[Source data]

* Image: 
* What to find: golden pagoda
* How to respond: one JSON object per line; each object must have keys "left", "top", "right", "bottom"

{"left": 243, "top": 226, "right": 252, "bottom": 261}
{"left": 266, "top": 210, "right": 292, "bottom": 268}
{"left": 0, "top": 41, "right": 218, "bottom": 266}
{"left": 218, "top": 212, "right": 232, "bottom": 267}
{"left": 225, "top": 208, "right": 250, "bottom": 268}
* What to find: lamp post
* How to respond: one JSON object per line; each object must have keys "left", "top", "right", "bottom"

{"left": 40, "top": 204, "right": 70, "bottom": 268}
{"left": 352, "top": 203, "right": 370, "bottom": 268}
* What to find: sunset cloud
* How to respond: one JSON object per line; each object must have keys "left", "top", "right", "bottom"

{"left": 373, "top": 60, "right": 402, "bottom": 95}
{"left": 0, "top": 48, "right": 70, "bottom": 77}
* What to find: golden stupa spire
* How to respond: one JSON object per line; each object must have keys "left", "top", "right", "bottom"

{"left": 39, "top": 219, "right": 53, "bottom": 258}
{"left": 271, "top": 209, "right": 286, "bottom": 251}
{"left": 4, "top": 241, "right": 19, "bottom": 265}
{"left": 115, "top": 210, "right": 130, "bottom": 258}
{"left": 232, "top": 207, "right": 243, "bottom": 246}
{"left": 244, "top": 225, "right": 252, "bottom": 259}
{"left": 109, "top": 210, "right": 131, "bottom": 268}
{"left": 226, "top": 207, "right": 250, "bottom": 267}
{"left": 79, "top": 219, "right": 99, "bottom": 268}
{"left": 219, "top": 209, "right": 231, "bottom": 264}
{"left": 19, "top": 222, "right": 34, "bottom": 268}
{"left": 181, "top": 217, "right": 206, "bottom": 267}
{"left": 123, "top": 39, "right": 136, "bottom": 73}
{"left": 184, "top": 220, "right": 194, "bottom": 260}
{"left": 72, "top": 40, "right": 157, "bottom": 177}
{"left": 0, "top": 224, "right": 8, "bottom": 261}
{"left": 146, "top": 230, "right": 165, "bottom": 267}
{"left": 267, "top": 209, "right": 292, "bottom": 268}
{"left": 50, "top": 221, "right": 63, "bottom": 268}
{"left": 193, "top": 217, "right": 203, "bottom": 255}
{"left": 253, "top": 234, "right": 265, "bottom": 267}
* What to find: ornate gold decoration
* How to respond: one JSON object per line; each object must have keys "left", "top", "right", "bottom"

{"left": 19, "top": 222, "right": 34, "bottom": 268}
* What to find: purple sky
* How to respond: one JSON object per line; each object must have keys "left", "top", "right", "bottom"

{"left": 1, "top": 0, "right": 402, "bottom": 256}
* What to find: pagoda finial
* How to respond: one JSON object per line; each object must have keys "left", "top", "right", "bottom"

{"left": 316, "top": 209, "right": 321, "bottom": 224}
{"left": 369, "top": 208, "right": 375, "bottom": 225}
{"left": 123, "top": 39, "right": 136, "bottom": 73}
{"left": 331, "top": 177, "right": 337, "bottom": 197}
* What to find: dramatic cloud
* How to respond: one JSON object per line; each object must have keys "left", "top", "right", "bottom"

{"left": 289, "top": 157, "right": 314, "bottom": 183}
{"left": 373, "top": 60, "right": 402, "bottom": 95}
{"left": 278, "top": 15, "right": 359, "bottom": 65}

Exercise brief:
Retype each record in full, please.

Answer section:
* Image: 
* What to find: golden pagoda
* How to respond: one JSON object per line; each object must have keys "left", "top", "right", "bottom"

{"left": 243, "top": 226, "right": 252, "bottom": 261}
{"left": 266, "top": 210, "right": 292, "bottom": 268}
{"left": 0, "top": 41, "right": 218, "bottom": 266}
{"left": 218, "top": 212, "right": 232, "bottom": 267}
{"left": 225, "top": 208, "right": 250, "bottom": 268}
* What to find: lamp post
* How to respond: one JSON object per line; each object must have keys "left", "top", "right", "bottom"

{"left": 40, "top": 204, "right": 70, "bottom": 268}
{"left": 352, "top": 203, "right": 370, "bottom": 268}
* What to find: sunset cloud
* How to respond: one JSON object per line; each object must have keys "left", "top", "right", "bottom"

{"left": 373, "top": 60, "right": 402, "bottom": 95}
{"left": 0, "top": 48, "right": 70, "bottom": 77}
* What to find: golden stupa spire
* How to respond: one JSON object per line; each object must have keys "left", "top", "right", "bottom"

{"left": 39, "top": 219, "right": 53, "bottom": 258}
{"left": 271, "top": 209, "right": 286, "bottom": 251}
{"left": 4, "top": 241, "right": 19, "bottom": 265}
{"left": 115, "top": 210, "right": 130, "bottom": 258}
{"left": 232, "top": 207, "right": 243, "bottom": 246}
{"left": 244, "top": 225, "right": 252, "bottom": 259}
{"left": 109, "top": 210, "right": 131, "bottom": 268}
{"left": 226, "top": 207, "right": 250, "bottom": 267}
{"left": 79, "top": 219, "right": 99, "bottom": 268}
{"left": 219, "top": 209, "right": 231, "bottom": 264}
{"left": 19, "top": 222, "right": 34, "bottom": 268}
{"left": 181, "top": 217, "right": 206, "bottom": 267}
{"left": 123, "top": 39, "right": 136, "bottom": 73}
{"left": 184, "top": 220, "right": 194, "bottom": 260}
{"left": 72, "top": 40, "right": 157, "bottom": 177}
{"left": 0, "top": 224, "right": 8, "bottom": 261}
{"left": 146, "top": 230, "right": 165, "bottom": 267}
{"left": 267, "top": 209, "right": 292, "bottom": 268}
{"left": 50, "top": 221, "right": 63, "bottom": 268}
{"left": 193, "top": 217, "right": 203, "bottom": 255}
{"left": 253, "top": 234, "right": 265, "bottom": 267}
* What to find: ornate gold decoration
* How to respond: one JSON object per line; each object must have keys "left", "top", "right", "bottom"

{"left": 19, "top": 222, "right": 34, "bottom": 268}
* What to find: purple sky
* How to respond: one JSON object per line; each object must have keys "left", "top", "right", "bottom"

{"left": 1, "top": 0, "right": 402, "bottom": 256}
* What to find: pagoda finial
* How to respond: one JSON object per line; each object must have keys "left", "top", "right", "bottom"

{"left": 316, "top": 209, "right": 321, "bottom": 224}
{"left": 369, "top": 208, "right": 375, "bottom": 225}
{"left": 123, "top": 39, "right": 136, "bottom": 73}
{"left": 331, "top": 177, "right": 337, "bottom": 197}
* What to find: dramatic cloud
* How to respond: one JSON object per line; each object must have keys "left", "top", "right", "bottom"

{"left": 289, "top": 157, "right": 314, "bottom": 183}
{"left": 373, "top": 60, "right": 402, "bottom": 95}
{"left": 278, "top": 15, "right": 359, "bottom": 65}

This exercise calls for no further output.